##### EXERCISE INPUTS #####

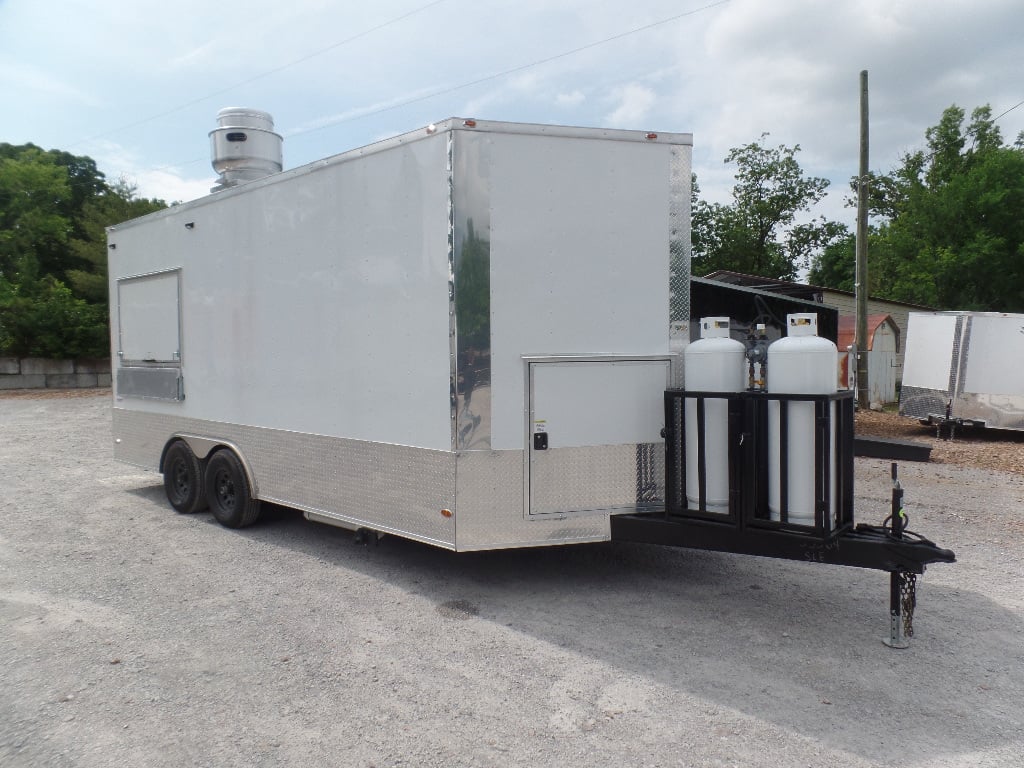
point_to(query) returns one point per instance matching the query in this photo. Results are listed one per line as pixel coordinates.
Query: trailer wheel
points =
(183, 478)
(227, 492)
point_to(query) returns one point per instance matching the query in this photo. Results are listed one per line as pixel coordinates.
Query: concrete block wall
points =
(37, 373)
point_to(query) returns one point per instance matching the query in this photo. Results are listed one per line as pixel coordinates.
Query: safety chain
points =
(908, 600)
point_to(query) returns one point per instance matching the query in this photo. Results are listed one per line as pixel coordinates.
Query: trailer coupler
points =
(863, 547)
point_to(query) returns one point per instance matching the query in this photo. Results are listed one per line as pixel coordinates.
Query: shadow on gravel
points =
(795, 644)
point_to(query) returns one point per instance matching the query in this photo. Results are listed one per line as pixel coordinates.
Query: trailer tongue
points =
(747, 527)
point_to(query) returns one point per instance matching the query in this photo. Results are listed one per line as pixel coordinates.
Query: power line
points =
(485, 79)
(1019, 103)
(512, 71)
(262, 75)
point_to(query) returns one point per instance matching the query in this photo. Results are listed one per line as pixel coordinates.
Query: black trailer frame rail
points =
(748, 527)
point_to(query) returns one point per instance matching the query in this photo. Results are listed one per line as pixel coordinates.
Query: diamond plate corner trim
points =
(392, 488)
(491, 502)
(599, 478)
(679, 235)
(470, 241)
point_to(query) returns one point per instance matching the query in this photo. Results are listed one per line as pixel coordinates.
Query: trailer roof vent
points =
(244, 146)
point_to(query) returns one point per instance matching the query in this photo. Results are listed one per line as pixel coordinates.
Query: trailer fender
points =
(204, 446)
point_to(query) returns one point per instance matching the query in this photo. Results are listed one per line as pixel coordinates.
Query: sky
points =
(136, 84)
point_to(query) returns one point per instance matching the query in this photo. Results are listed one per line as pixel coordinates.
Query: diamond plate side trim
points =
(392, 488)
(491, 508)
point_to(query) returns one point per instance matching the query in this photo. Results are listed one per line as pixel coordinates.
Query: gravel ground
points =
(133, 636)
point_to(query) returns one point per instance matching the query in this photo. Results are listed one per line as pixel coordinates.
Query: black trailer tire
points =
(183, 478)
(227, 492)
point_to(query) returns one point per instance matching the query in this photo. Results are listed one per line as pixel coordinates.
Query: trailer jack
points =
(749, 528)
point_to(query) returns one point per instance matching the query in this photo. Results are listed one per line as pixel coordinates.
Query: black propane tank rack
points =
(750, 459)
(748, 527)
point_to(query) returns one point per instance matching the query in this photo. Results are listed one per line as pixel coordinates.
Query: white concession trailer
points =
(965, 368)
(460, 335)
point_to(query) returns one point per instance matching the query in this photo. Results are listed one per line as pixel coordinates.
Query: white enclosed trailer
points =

#####

WRITTEN INSTRUCTION
Reproduce the data above in full, exactly as it is, with the pictures left out.

EXERCISE ANSWER
point_to(query) returns one point per instance matching the query in this photo. Results are listed one per line as pixel coordinates.
Query: trailer wheel
points =
(183, 478)
(227, 492)
point_to(query) returns one point per instance matching the query in this photo. Results are listed one per line as pixel coordinates.
Query: concrete block wall
points =
(37, 373)
point_to(query) returns one point per instance matching the query in this photo. Results are listed one per line as pixel coordinates.
Query: safety chain
points =
(908, 600)
point_to(query) returns one point per instance matching the query in this photo. Results are listed one per line as pixel coordinates.
Query: trailer coupler
points =
(863, 547)
point_to(query) returns one point per instance matching the query in this photo. Results are listed one per line as pixel coordinates.
Query: shadow on gravel
points =
(795, 644)
point_to(query) returns one point per instance matching the query in this photo. Results are listed one per line as pixel coordinates.
Query: trailer tongue
points =
(747, 527)
point_to(query) returns one point per instance matching the query in this photo. Results are listed one per line as pixel coordinates.
Query: power line
points =
(485, 79)
(1019, 103)
(512, 71)
(262, 75)
point_to(query) returns one point per instance matching the query in this photo. Results are listed one per line as pixel coordinates.
Query: black trailer frame rail
points =
(748, 527)
point_to(query) returns one point per instance matching the query in this photo. Results are listed one per line as pixel coordinates.
Query: diamond plate corner trim
points =
(392, 488)
(491, 502)
(599, 478)
(679, 235)
(470, 241)
point_to(query) returns one point per instance matching the query in this photo. Results are listed one per line as pixel coordinates.
Query: trailer roof vent
points =
(244, 146)
point_to(query) returns one point per instance matching the query in this photo. Results are listed one per line as pixel coordinates.
Query: trailer fender
points =
(204, 446)
point_to(query) returns one point per instance matching the query in this photo. Results are listed one per line as pixel coordinates.
Query: sky
points =
(136, 84)
point_to(query) returns one point per instance matching the query in this photo. Results are listed one per line as pixel coordinates.
Query: diamond plate side trim
points =
(392, 488)
(491, 508)
point_to(query) returns one point per instance matching the query in this photo. Results are listed one per line as pixel coordinates.
Query: gravel ground
points =
(133, 636)
point_to(query) returns one point per instance matching the query in this photo. Results are listed one per line as pixel coordinates.
Query: black trailer tire
points =
(183, 478)
(227, 492)
point_to(query) returns one point per instance matching the query in this photo. Results are listed one per line as pixel coordinates.
Query: trailer jack
points =
(749, 528)
point_to(query) returns one point per instance matching the query in this photo. Results are listed one per line as pixel coordinates.
Query: black propane tank rack
points =
(750, 459)
(748, 527)
point_to(query) returns one point per instance matching the query in this photo. Results are listed one per line as pixel coordinates.
Query: white concession trailer
points =
(965, 368)
(460, 335)
point_to(query) returns one point per instance matching the query in this photo. Results are listed one per line as pixel coordinates.
Query: white enclosed trailer
points =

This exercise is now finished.